Passage to read =
RESPONSIBLE MINING, RESILIENT COMMUNITIES

Community partnership in Colombia and Peru

Education @ Mines & Beyond

Explore PIRE related education that focuses on artisanal small-scale mining. Introducing Colorado School of Mines programs, partner universities, and Mines brand new M.S. in Humanitarian Engineering. 

RESPONSIBLE MINING, RESILIENT COMMUNITIES

We are an interdisciplinary, multi-institution, and global research collaboration funded by the US National Science Foundation. We co-design socially responsible and sustainable mining practices with communities, engineers, and social scientists.

What is ASGM?

Artisanal and small-scale gold mining (ASGM) takes place primarily in the developing world in both the formal and informal sectors. It is generally characterized by relatively simple technologies and lower yields as compared to large-scale industrial mining. Approximately 30% of the gold used worldwide comes from ASGM. This gold is used in jewelry, finances, electronics, aerospace, and medicine.

This style of mining has become a matter of global concern because of its environmental and health impacts. Artisanal mining is a leading cause of deforestation in places such as the Amazon. To process the ore, miners often use mercury – an element that is highly toxic. Using mercury is harmful to the environment, because it contaminates the air, water, and soil, and causes deforestation. Mercury is also harmful to humans and causes chronic diseases.

ASGM is an important way of life for millions of people around the world. Efforts to change this practice by using mercury-free alternatives have not been widely adopted in part because they have not been designed with miners’ concerns and needs in mind. Our project improved this effort by working together with miners and affected communities in Colombia and Peru by jointly designing, implementing, and evaluating ASGM technologies and practices. In this way, the people most directly impacted have a voice in deciding which alternative methods for mining and mineral processing are most fitting.

This project was funded by the National Science Foundation Partnerships for International Research and Education (PIRE) through award #1743749.

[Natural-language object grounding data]
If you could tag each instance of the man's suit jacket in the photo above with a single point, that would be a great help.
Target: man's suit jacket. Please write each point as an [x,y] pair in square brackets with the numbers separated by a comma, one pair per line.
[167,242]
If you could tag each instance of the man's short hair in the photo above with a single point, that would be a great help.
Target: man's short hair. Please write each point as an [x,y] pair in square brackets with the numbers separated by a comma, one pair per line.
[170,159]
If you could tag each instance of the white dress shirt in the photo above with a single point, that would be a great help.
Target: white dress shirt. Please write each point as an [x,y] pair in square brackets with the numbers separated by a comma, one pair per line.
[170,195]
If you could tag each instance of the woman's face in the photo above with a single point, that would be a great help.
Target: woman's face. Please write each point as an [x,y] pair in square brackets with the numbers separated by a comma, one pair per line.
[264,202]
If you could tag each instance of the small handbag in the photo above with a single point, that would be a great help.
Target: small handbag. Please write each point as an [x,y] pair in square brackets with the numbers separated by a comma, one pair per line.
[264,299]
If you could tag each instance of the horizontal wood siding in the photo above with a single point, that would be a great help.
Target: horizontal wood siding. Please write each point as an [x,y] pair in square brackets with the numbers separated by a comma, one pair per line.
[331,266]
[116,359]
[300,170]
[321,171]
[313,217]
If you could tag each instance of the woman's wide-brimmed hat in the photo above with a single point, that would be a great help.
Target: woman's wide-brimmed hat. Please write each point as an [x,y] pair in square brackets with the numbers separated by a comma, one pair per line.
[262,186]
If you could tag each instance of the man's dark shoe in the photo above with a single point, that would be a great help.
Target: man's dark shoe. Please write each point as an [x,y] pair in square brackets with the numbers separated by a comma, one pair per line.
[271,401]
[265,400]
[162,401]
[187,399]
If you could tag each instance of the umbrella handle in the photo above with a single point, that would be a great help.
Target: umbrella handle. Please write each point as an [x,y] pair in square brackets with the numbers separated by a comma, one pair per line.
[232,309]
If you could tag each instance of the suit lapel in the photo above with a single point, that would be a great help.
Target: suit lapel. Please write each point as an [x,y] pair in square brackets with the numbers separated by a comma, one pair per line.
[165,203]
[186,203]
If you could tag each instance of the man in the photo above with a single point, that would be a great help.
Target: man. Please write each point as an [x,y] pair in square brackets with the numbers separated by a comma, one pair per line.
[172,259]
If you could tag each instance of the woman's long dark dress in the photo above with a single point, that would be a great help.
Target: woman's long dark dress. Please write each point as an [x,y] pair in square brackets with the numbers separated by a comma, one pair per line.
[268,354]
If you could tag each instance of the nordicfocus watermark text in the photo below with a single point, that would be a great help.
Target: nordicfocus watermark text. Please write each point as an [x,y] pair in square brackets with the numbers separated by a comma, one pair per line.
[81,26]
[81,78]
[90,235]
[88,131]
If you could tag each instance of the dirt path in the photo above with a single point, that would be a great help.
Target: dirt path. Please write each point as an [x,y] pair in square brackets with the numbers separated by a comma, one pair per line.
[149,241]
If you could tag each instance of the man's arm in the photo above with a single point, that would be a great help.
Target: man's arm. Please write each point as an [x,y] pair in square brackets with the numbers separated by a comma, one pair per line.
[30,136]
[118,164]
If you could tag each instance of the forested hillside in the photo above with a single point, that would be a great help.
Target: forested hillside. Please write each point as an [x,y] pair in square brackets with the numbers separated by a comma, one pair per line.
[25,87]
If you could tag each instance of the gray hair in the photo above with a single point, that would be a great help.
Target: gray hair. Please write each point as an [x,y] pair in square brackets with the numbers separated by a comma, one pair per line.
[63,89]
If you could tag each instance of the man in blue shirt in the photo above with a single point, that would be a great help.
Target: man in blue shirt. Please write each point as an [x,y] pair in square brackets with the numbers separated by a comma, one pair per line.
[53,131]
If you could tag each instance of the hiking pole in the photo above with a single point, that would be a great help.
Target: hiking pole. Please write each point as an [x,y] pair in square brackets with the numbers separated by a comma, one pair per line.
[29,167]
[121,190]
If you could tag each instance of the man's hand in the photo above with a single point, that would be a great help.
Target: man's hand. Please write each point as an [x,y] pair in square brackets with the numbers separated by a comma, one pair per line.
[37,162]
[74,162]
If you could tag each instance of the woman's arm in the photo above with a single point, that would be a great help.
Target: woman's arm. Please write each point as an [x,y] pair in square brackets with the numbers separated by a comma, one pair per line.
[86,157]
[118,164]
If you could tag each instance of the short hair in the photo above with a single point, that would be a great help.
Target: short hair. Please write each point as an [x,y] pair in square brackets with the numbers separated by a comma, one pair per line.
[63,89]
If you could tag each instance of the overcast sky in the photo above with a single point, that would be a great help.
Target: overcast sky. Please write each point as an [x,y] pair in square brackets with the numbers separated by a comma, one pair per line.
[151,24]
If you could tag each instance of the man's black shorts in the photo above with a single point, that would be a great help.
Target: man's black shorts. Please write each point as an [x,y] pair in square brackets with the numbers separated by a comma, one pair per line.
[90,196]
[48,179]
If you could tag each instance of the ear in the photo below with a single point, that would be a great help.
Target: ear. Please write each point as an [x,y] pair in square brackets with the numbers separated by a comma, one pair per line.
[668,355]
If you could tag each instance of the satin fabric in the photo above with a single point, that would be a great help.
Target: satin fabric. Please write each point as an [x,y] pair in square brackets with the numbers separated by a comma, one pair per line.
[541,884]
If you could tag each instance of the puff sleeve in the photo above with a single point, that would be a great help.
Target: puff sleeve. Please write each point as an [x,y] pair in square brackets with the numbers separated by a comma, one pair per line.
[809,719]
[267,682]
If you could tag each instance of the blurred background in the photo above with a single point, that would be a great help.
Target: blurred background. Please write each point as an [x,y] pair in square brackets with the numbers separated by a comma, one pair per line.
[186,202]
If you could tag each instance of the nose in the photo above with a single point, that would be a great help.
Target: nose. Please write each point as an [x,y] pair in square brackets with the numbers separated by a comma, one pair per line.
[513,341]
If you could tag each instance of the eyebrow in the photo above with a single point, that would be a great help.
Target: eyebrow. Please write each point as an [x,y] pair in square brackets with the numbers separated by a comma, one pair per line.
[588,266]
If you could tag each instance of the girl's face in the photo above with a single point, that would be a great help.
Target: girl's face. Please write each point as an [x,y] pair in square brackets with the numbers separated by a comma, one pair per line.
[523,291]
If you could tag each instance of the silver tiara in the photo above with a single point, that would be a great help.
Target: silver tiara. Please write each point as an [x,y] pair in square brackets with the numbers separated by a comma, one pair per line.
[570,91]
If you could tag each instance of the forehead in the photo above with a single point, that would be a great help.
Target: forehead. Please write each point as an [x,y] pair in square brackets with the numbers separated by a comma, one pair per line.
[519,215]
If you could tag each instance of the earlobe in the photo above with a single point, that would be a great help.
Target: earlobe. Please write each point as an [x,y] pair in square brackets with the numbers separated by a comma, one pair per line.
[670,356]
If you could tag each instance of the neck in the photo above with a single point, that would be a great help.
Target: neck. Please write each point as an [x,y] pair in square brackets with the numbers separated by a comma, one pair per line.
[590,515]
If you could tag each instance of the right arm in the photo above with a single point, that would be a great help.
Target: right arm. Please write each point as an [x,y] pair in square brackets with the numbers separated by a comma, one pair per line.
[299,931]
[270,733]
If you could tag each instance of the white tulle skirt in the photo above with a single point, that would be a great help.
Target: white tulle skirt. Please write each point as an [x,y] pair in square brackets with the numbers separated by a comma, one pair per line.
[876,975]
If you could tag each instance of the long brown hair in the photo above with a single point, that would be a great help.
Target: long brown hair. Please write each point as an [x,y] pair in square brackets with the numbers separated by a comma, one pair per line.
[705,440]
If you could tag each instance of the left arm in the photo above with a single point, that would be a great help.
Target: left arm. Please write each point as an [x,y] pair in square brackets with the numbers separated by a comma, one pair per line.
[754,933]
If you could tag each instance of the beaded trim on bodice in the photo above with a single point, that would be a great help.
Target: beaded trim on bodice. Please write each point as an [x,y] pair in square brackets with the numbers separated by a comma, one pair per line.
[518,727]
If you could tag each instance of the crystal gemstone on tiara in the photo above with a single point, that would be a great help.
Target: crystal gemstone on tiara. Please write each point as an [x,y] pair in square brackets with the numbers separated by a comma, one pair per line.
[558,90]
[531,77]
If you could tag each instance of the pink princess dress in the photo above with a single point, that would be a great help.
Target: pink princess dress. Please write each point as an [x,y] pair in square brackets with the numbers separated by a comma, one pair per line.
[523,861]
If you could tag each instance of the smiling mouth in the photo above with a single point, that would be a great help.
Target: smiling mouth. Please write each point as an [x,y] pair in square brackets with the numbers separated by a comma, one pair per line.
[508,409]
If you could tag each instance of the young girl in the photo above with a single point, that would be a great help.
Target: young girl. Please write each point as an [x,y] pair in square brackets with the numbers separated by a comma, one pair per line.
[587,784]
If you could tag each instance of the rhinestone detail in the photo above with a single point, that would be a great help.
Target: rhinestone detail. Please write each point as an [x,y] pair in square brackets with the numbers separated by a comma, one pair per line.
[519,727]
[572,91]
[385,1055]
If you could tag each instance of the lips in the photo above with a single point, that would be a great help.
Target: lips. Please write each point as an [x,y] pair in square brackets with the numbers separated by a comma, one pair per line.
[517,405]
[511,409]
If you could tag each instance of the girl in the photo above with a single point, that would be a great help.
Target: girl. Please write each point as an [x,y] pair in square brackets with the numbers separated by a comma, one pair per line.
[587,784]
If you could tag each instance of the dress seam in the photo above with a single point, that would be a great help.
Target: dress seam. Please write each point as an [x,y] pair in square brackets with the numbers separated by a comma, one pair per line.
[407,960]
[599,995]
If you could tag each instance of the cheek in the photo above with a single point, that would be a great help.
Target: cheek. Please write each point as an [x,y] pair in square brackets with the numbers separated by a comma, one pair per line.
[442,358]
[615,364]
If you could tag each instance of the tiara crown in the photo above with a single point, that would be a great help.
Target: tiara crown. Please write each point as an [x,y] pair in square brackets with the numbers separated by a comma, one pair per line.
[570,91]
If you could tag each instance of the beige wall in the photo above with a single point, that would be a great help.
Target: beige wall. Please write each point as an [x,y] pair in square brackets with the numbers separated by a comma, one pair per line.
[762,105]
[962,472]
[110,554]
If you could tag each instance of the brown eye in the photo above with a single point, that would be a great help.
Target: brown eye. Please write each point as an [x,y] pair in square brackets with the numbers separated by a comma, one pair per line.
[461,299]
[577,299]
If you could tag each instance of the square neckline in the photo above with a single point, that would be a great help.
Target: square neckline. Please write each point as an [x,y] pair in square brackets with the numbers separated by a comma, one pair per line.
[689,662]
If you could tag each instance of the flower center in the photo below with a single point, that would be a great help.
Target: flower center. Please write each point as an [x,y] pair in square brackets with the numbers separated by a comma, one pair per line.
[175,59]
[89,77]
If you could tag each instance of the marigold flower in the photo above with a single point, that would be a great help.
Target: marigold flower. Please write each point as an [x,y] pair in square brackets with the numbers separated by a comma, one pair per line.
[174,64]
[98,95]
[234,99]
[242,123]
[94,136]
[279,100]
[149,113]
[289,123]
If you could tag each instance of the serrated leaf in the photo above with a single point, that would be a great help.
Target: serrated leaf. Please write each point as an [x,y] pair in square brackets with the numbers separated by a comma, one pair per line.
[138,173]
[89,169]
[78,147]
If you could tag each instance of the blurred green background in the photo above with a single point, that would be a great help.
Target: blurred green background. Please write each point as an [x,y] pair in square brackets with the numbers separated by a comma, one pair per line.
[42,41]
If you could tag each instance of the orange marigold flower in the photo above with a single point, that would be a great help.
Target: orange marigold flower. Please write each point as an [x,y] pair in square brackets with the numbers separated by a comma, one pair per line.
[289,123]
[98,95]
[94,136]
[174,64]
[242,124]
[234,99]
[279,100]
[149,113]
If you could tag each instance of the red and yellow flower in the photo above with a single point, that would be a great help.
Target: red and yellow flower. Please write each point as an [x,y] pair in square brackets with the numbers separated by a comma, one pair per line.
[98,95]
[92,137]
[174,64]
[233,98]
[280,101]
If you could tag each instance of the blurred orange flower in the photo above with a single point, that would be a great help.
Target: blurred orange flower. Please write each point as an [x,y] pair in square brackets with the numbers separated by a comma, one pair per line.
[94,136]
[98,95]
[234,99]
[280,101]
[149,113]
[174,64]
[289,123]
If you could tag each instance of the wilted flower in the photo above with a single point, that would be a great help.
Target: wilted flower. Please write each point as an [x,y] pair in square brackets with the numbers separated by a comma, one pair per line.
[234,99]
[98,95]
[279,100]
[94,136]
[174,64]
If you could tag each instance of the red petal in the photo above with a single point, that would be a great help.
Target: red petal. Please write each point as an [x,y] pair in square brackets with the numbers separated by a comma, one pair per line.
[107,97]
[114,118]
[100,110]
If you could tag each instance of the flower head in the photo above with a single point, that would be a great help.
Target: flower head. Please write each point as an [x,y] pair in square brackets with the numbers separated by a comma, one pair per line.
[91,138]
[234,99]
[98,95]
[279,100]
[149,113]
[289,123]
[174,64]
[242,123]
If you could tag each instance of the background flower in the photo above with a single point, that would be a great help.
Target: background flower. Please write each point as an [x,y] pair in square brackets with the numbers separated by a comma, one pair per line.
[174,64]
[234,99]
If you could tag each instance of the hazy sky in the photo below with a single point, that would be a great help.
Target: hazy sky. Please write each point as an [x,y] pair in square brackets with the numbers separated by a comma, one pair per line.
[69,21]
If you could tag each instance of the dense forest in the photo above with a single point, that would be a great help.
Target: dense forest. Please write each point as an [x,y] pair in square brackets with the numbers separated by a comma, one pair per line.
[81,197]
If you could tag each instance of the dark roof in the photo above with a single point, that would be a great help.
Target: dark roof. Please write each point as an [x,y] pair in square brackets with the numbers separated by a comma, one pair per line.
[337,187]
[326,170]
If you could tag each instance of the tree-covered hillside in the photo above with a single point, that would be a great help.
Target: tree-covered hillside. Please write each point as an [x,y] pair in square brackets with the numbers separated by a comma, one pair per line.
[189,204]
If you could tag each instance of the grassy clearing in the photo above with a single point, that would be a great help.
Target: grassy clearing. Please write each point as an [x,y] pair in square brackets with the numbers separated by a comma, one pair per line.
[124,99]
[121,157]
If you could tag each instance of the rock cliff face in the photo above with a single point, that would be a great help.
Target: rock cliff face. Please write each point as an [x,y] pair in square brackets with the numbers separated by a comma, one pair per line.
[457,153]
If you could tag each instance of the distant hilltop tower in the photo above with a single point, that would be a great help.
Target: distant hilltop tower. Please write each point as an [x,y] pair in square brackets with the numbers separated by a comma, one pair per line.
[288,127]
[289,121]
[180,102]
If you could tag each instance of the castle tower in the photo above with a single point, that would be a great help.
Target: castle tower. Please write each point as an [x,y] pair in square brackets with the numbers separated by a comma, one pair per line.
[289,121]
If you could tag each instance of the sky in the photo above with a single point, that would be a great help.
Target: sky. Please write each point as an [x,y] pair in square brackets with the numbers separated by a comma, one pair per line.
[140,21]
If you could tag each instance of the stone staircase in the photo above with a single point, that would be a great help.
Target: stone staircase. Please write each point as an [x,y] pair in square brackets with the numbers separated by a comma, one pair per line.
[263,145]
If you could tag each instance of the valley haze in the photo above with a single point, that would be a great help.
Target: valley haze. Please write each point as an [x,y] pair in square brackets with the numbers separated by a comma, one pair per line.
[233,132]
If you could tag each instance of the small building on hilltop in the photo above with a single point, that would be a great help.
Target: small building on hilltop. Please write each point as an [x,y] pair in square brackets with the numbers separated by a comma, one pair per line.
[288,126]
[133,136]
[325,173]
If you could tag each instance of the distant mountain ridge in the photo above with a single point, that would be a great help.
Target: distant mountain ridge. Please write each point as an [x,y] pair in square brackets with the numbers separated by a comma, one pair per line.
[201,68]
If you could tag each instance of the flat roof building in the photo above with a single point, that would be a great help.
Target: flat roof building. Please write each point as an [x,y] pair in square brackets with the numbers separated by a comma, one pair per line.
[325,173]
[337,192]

Task directions =
According to the passage on responsible mining, what uses is gold from ASGM put to? List every one it names.

Expected answer =
Jewelry, finances, electronics, aerospace, and medicine.